## [Exercise a]
Answer these questions from the soccer article:
(i) Which division title did the Bearcats win in the Big East?
(ii) Who coaches the Cincinnati men's soccer team?
(iii) Which conference did Cincinnati play in before the Big East?
>> begin Text to read
The University of Cincinnati men's soccer team had the honor of winning the school's first-ever Big East championship in any sport when the Bearcats took the league's "Red" division title last season.

Sure, it was only Cincinnati's second year in the Big East, so the team wasn't overcoming decades of athletic futility in taking the title, but it was still a significant accomplishment. Less than 24 months after joining one of the nation's most competitive soccer conferences, coach Hylton Dayes led his team to the top.

"We obviously were very pleased with the way things turned out for us, but the challenge is to be able to stay at this level," Dayes said. "You can put together a good season if everything falls into place for you, but the real challenge and the real mark of a good program is one that seems to consistently do it year in and year out."

That, of course, rests on finding the necessary players to sustain success, which was the challenge Dayes and his staff faced heading into 2007. As they've learned the last few years, recruiting in the Big East is a completely different process than it was in Conference USA.
>> end Text to read
>> begin Data in this exercise
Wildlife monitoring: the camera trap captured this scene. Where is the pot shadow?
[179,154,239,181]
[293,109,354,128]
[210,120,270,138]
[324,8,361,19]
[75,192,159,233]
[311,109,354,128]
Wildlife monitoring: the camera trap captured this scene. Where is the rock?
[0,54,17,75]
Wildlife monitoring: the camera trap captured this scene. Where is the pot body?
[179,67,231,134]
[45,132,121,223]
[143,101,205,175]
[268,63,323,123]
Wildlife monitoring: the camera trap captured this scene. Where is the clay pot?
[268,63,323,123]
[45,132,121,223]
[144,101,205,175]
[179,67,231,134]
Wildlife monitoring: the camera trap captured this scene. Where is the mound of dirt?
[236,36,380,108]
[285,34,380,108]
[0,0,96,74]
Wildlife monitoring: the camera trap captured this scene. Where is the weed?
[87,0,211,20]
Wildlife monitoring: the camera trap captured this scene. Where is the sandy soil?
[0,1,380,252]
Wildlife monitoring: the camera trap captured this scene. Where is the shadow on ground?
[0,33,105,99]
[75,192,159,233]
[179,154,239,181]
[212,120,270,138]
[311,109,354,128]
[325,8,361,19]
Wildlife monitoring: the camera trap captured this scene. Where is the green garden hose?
>> end Data in this exercise
## [Exercise b]
Return the records exactly as they appear, from the line with "the clay pot?" through the last line of the records, including both ends.

## [Task output a]
(i) The "Red" division title
(ii) Hylton Dayes
(iii) Conference USA

## [Task output b]
Wildlife monitoring: the camera trap captured this scene. Where is the clay pot?
[268,63,323,123]
[45,132,121,223]
[144,101,205,175]
[179,67,231,134]
Wildlife monitoring: the camera trap captured this scene. Where is the mound of dirt?
[236,36,380,108]
[285,34,380,108]
[0,0,96,74]
Wildlife monitoring: the camera trap captured this scene. Where is the weed?
[87,0,211,20]
Wildlife monitoring: the camera trap captured this scene. Where is the sandy soil?
[0,1,380,252]
Wildlife monitoring: the camera trap captured this scene. Where is the shadow on ground?
[0,33,105,99]
[75,192,159,233]
[179,154,239,181]
[212,120,270,138]
[311,109,354,128]
[325,8,361,19]
Wildlife monitoring: the camera trap captured this scene. Where is the green garden hose?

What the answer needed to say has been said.